Фрагмент текста =>
При мне Татария стала авторитетной республикой

Табеев Фикрят Ахмеджанович

С 1961 по 1979 гг. – первый секретарь Татарского обкома КПСС. С 1979 по 1988 гг. – посол СССР в Афганистане. Почетный гражданин Казани (2008) и Набережных Челнов (2008).

– Фикрят Ахмеджанович, когда мы с вами договаривались о встрече, вы сказали, что теперь вы скромный пенсионер. Скажите, а как после такой бурной жизни, богатой встречами, событиями, ощущать себя скромным пенсионером?

– Да очень просто. Во-первых, даже будучи на пенсии, продолжаю работать, до сих пор оказываю помощь моим землякам. Когда только вышел на пенсию, участвовал в разработке многих федеральных программ и был председателем Федерального фонда имущества, работал в международном комитете Верховного Совета. Теперь возглавляю эдакий клуб выходцев из Татарии. Мы регулярно собираемся, общаемся. В этом клубе много весьма представительных людей. Мы оказываем помощь в бизнесе и в других мероприятиях. В условиях рыночных отношений одна только информация чего может стоить! Вот такой у нас клуб. Мы не должны скучать друг по другу, ведь мы же все столько лет проработали вместе.

– Но всё равно ведь какой-то груз, наверное, упал с плеч?

– Конечно. Стало больше свободы и больше удовольствий, потому что сегодня я делаю то, что мне нравится.

– А что вам нравится?

– Общение.

– Двадцать один год назад вы были назначены послом СССР в Афганистане. Это совпало с «вводом ограниченного контингента советских войск» в эту страну. Помнится, тогда по Казани ходили слухи, что вас чуть ли не инфаркт хватил, когда вы узнали о своём назначении. Это правда?

– Не было никакого инфаркта. Здоровье у меня тогда было отменное.

Что касается назначения, то у меня самого было такое желание. Если бы я не захотел, то никто меня туда не послал бы.

В Афганистан хотели назначить послом не просто человека с партийной работы, а ещё чтобы он был мусульманином. Прежнего посла Кузанова сняли, потому что он расскандалился с Амином. А назревала война, назревал ввод войск…

Много было кандидатур. Но из руководителей азиатских республик в Афганистане никого не воспринимали, и тогда приняли решение назначить послом меня.

– Решение было принято на Политбюро?

– Прежде чем принять его на Политбюро, со мной беседовал Суслов. Я согласился. Согласился ещё и потому, что двадцать лет руководил республикой, – а сколько можно было руководить? Надоело. Двадцать лет руководить – тяжело.

Задание 1 => Кто, по словам Табеева в интервью о его работе в Татарии и Афганистане, беседовал с ним до решения Политбюро о назначении послом?
Задание 2 => Продолжите интервью с Фикрятом Табеевым, начав сразу после его последней реплики.

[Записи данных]
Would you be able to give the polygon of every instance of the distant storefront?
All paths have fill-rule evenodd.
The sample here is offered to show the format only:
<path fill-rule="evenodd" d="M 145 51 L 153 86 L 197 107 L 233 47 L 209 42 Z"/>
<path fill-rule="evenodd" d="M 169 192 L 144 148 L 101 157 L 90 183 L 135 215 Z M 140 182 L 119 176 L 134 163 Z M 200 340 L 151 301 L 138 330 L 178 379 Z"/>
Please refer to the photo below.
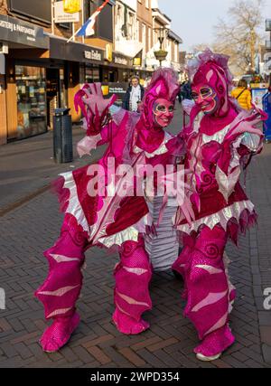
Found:
<path fill-rule="evenodd" d="M 14 10 L 21 12 L 20 5 L 13 2 Z M 42 21 L 44 16 L 50 22 L 50 14 L 41 9 L 35 6 L 35 18 Z M 106 50 L 67 43 L 32 23 L 1 14 L 0 43 L 7 47 L 0 67 L 0 145 L 52 128 L 59 107 L 70 108 L 73 121 L 79 120 L 73 99 L 85 82 L 100 81 L 105 94 L 117 93 L 121 104 L 136 72 L 132 59 L 114 52 L 112 43 Z"/>

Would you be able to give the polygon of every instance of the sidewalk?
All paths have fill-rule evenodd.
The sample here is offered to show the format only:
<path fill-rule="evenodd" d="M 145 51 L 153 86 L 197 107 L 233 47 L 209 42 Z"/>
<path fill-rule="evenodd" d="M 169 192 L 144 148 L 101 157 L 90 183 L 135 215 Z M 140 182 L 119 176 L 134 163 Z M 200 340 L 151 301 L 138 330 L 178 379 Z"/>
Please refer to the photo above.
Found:
<path fill-rule="evenodd" d="M 83 137 L 84 130 L 74 127 L 74 161 L 70 164 L 54 163 L 51 131 L 0 146 L 0 216 L 46 190 L 58 174 L 89 163 L 89 157 L 79 159 L 76 151 L 76 144 Z M 92 162 L 98 159 L 101 151 L 93 155 Z"/>
<path fill-rule="evenodd" d="M 178 129 L 180 116 L 178 125 L 176 122 L 173 130 Z M 33 140 L 35 143 L 36 138 Z M 50 139 L 46 146 L 38 144 L 39 155 L 44 151 L 51 156 L 49 142 Z M 34 184 L 34 174 L 31 173 L 38 173 L 37 165 L 42 161 L 26 165 L 24 160 L 22 166 L 13 160 L 15 150 L 10 150 L 5 180 L 11 178 L 11 186 L 17 184 L 20 187 L 23 181 L 26 187 L 33 184 L 33 188 L 39 189 L 41 184 Z M 33 149 L 30 151 L 35 154 Z M 22 153 L 21 160 L 23 154 L 26 155 Z M 63 165 L 52 167 L 51 161 L 46 162 L 42 173 L 35 174 L 42 184 L 44 176 L 48 175 L 48 182 L 52 174 L 63 171 Z M 11 165 L 16 171 L 14 177 Z M 145 319 L 151 323 L 150 330 L 137 336 L 120 334 L 111 323 L 112 272 L 117 256 L 98 249 L 87 252 L 88 267 L 79 301 L 81 324 L 60 353 L 42 353 L 38 339 L 45 327 L 43 309 L 33 298 L 33 291 L 47 275 L 42 250 L 55 241 L 62 218 L 56 198 L 44 192 L 0 217 L 0 287 L 6 294 L 6 310 L 0 310 L 0 367 L 271 367 L 271 311 L 263 308 L 264 289 L 271 288 L 270 165 L 271 145 L 266 145 L 263 154 L 253 161 L 247 179 L 248 195 L 259 213 L 258 227 L 241 239 L 238 249 L 229 244 L 230 275 L 238 289 L 230 317 L 237 342 L 220 360 L 203 363 L 195 359 L 192 349 L 198 338 L 190 321 L 182 316 L 182 283 L 170 271 L 154 275 L 154 308 L 145 314 Z M 28 170 L 29 174 L 21 176 L 22 170 Z"/>

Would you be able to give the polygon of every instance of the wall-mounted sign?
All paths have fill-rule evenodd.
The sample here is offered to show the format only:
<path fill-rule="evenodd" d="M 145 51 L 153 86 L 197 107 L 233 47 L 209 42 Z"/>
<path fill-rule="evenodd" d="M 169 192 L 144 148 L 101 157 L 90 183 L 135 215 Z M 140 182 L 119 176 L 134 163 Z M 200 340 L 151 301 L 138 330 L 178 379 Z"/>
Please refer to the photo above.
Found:
<path fill-rule="evenodd" d="M 67 43 L 63 39 L 51 37 L 50 56 L 61 61 L 82 61 L 85 63 L 91 61 L 103 62 L 104 51 L 79 42 L 70 42 Z"/>
<path fill-rule="evenodd" d="M 9 11 L 48 24 L 51 22 L 51 0 L 7 0 Z"/>
<path fill-rule="evenodd" d="M 49 48 L 49 38 L 44 36 L 43 28 L 4 14 L 0 15 L 0 36 L 5 42 Z"/>
<path fill-rule="evenodd" d="M 81 10 L 81 0 L 64 0 L 62 9 L 68 14 L 76 14 Z"/>
<path fill-rule="evenodd" d="M 113 61 L 113 46 L 110 43 L 106 45 L 105 60 L 111 62 Z"/>
<path fill-rule="evenodd" d="M 123 66 L 128 65 L 128 60 L 126 58 L 120 58 L 119 56 L 115 56 L 114 61 L 116 64 L 122 64 Z"/>
<path fill-rule="evenodd" d="M 64 2 L 59 1 L 54 4 L 55 23 L 79 23 L 80 14 L 79 12 L 70 14 L 64 11 Z"/>
<path fill-rule="evenodd" d="M 85 51 L 84 55 L 85 55 L 85 59 L 89 59 L 89 61 L 101 61 L 102 60 L 102 55 L 100 52 L 98 52 L 98 50 Z"/>

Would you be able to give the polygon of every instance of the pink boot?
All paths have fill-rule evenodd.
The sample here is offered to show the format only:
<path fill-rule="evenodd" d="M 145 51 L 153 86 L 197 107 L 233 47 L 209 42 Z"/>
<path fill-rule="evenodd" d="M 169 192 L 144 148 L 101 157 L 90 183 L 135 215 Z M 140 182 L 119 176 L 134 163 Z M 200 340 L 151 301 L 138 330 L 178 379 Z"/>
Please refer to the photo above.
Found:
<path fill-rule="evenodd" d="M 136 322 L 117 308 L 116 308 L 112 319 L 117 330 L 126 335 L 137 335 L 150 327 L 150 325 L 145 320 L 141 319 L 139 322 Z"/>
<path fill-rule="evenodd" d="M 86 240 L 79 237 L 81 232 L 76 224 L 70 231 L 65 226 L 67 222 L 64 221 L 61 238 L 44 252 L 49 262 L 49 275 L 35 292 L 36 297 L 43 303 L 46 319 L 53 319 L 41 339 L 43 350 L 50 353 L 66 344 L 79 323 L 75 310 L 82 287 Z"/>
<path fill-rule="evenodd" d="M 125 242 L 120 249 L 120 258 L 115 268 L 113 321 L 120 333 L 137 334 L 149 328 L 149 324 L 141 316 L 152 308 L 149 295 L 152 268 L 143 239 L 138 242 Z"/>
<path fill-rule="evenodd" d="M 201 361 L 214 361 L 218 359 L 225 350 L 230 347 L 234 342 L 235 337 L 231 334 L 230 328 L 229 325 L 224 325 L 207 335 L 203 342 L 194 349 L 194 353 Z"/>
<path fill-rule="evenodd" d="M 234 337 L 228 326 L 229 288 L 223 262 L 227 233 L 219 226 L 203 228 L 195 239 L 185 267 L 188 301 L 184 315 L 195 325 L 202 343 L 195 349 L 198 359 L 212 361 L 230 346 Z"/>
<path fill-rule="evenodd" d="M 71 334 L 78 327 L 79 321 L 80 318 L 77 313 L 70 317 L 54 319 L 52 325 L 44 331 L 40 340 L 42 350 L 45 353 L 59 351 L 69 342 Z"/>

Ответ 1 => Суслов.

Ответ 2 =>
– Первым секретарём Татарского обкома партии вас назначил Хрущёв. Как это случилось?

– Меня Хрущёв не назначал. Он потом меня принял, после избрания. Слова «назначили» в партии не было. Меня избрали на пленуме обкома партии, а к тому времени я уже был членом бюро обкома. После окончания аспирантуры в Московском университете вернулся на работу в Казанский университет, и меня тут же взяли завотделом науки обкома. Через два года я стал секретарём обкома по идеологии.

– Но ведь когда вас избрали первым, вам было всего тридцать два года!

– Это значит, что партия умела выдвигать кадры, распознавать их. И потом – при социализме подготовка кадров была лучшей в мире! Это сейчас признают даже американцы.

Меня сначала секретарём комитета комсомола выбирала комсомольская организация университета – шестьсот человек. Попробуй покажи себя не так, как надо, тебя тут же забаллотируют. Меня трижды выбирали в партком университета.

– Хрущёв вас поддерживал?

– Помогал, когда со мной познакомился. Как только меня избрали, я тут же поехал к нему на доклад.

– Для тридцати двух лет такая должность, как первый секретарь обкома, – слишком большая ответственность и большая проверка. Многим такая власть кружит головы. У вас не было головокружения от власти?

– Нет! Я имел соответствующее образование. Когда начал работать, боялся, как бы не допустить ошибок, как бы не возникло непонимания того, что я делаю. Да и что такое власть? Власть – это работа с утра до ночи. Вот такая была власть. Промышленность, сельское хозяйство… А ничего, взялся.

Татария была нищенской республикой. Представляете, что было бы, если бы не было нефти или если бы не создали Нижнекамский химический комбинат или КамАЗ?

Кстати, моё пребывание на посту первого секретаря обкома исключительно тем – этого никто ещё не понял, – что за двадцать лет работы я никого с позором не снял с работы, не исключил из партии, не отдал под суд и не посадил в тюрьму. Никого!

– Когда вы стали первым в обкоме, вам пришлось, наверное, всё же чистить кадры и ставить своих, проверенных людей?

– Нет, я не занимался чисткой. Старые кадры постепенно уходили сами. Взять нефтяную отрасль. Начальника управления нефтяной промышленности мы сделали союзным министром. Он впоследствии забрал с собой в Москву весь руководящий состав, потому что лучше татарских нефтяников в стране не было.

При мне Татария стала авторитетной республикой. Не было такого министерства, в котором не работали бы наши люди. Потому что у нас опыт был.

– Известно, что в заговоре против Хрущёва Брежнев и его окружение опирались на КГБ. А к вам обращались за поддержкой?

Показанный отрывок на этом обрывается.